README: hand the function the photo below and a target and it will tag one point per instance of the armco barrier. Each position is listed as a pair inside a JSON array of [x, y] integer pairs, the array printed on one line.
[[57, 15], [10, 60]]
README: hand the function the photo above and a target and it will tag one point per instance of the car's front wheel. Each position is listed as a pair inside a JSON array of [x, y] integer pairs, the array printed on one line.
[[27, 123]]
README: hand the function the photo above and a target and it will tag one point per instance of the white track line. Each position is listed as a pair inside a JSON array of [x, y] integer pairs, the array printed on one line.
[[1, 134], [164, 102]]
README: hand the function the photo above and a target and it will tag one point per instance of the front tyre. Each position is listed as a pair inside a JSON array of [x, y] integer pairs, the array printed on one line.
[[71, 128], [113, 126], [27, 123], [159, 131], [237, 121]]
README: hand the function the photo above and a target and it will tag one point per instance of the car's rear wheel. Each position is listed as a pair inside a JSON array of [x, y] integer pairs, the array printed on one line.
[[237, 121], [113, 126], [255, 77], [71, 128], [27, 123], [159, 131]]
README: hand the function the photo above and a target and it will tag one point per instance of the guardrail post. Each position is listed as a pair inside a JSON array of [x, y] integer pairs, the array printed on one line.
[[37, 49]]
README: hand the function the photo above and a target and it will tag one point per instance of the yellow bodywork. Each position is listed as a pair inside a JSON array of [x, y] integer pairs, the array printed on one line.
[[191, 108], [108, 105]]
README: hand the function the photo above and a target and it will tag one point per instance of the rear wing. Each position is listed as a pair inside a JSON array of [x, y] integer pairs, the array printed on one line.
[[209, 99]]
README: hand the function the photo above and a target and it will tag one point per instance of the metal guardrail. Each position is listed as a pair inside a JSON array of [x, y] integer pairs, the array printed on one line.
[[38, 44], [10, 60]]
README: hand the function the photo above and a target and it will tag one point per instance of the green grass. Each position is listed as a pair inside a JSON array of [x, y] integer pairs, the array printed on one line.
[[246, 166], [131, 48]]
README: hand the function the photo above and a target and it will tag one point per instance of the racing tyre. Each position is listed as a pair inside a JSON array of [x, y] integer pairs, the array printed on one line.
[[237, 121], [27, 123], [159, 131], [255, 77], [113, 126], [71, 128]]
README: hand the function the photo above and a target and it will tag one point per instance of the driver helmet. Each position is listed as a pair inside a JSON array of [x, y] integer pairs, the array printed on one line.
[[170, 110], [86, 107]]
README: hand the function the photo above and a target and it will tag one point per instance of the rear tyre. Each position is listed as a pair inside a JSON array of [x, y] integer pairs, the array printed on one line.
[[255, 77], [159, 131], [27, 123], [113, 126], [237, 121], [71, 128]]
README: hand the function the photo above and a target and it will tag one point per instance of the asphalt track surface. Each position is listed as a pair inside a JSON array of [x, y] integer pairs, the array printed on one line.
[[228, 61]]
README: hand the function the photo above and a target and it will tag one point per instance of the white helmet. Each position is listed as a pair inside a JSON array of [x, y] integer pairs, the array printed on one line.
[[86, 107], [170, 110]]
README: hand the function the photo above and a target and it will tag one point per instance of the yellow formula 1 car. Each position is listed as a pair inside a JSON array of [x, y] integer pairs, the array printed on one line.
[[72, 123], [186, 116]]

+ + + + +

Output each entry precisely as given.

▶ **WRITTEN REPLY**:
README: hand the function the photo below and a target and it will tag one point per instance of the armco barrier. Each position is listed as a pair inside a JSON array of [x, y] integer pairs, the array printed on one line.
[[57, 15], [10, 60]]
README: hand the function the photo above and a target and it will tag one point per instance of the car's front wheel. Each position is listed as a pair inside a JSON array of [x, y] integer pairs, the array printed on one line.
[[27, 123]]
README: hand the function the photo above and a target and it will tag one point per instance of the white track line. Each position is listed as a pair inside a JSON array of [x, y] integer pairs, the array printed on one line.
[[1, 134], [164, 102]]
README: hand the function the photo above and a target and it will tag one point per instance of the front tyre. Each position is listed as a pair inside a JSON array of [x, y] integer pairs, the array printed on one line.
[[71, 128], [113, 126], [27, 123], [159, 131], [237, 121]]
README: hand the function the photo above and a target and it will tag one point per instance of the car's rear wheel. Each position is listed as a pair inside a JSON array of [x, y] integer pairs, the array printed on one line.
[[237, 121], [113, 126], [255, 77], [71, 128], [27, 123], [159, 131]]
README: hand the function the photo above and a target and it will tag one point per instance of the guardrail post. Each position is listed as a pair inside a JSON array of [x, y] integer pairs, the array printed on one line.
[[37, 49]]
README: hand the function the photo above and a target and it will tag one point per instance of the yellow bodywork. Each position is listed as a pair inside a JSON array of [x, y] integer pairs, the array printed on one line.
[[191, 108], [108, 105]]
README: hand the function the photo above and a target and it will tag one point per instance of the rear wing. Each position is listed as a pair inside a JSON array of [x, y] integer pairs, the array printed on one line.
[[209, 99]]
README: hand the function the photo above and a target and it will tag one point per instance of the metal guardrail. Each position is listed as a pair inside a JSON array of [x, y] integer pairs, the array printed on one line.
[[38, 44], [10, 60]]
README: hand the function the photo above and a target and it will tag one point per instance of the green grass. Each position is listed as a pair inside a JSON array of [x, y] integer pairs, the array printed on one line.
[[246, 166], [131, 48]]
README: hand the function the photo above and a target and it will tag one point per instance of the racing tyre. Each position is listed as a pair inside a JSON array of [x, y] integer pairs, the array printed on one line.
[[237, 121], [27, 123], [159, 131], [255, 77], [113, 126], [71, 128]]
README: hand the function the photo above and a target and it will tag one point per instance of the driver helmet. Each position is listed as a pair inside a JSON array of [x, y] integer pairs, the array printed on one line.
[[170, 110], [86, 107]]
README: hand the function the photo above and a target and it will tag one point per instance of the rear tyre. Each position is listed as a pair inside a JSON array of [x, y] integer pairs, the array printed on one line.
[[255, 77], [159, 131], [27, 123], [113, 126], [237, 121], [71, 128]]
README: hand the function the photo above and a target and it will tag one point per instance of the asphalt track surface. Each position is listed as a pair inside a JSON array of [x, y] integer pairs, the array printed on one line.
[[228, 61]]
README: hand the function the photo above and a target and it will tag one point per instance of the white helmet. Each position is listed as a pair inside a JSON array of [x, y] integer pairs, the array printed on one line.
[[86, 107], [170, 110]]
README: hand the function the photo above and a target and it will tag one point per instance of the yellow formula 1 car. Each position is listed as a pair inside a JSON array of [x, y] integer pairs, the array printed on one line.
[[72, 123], [186, 116]]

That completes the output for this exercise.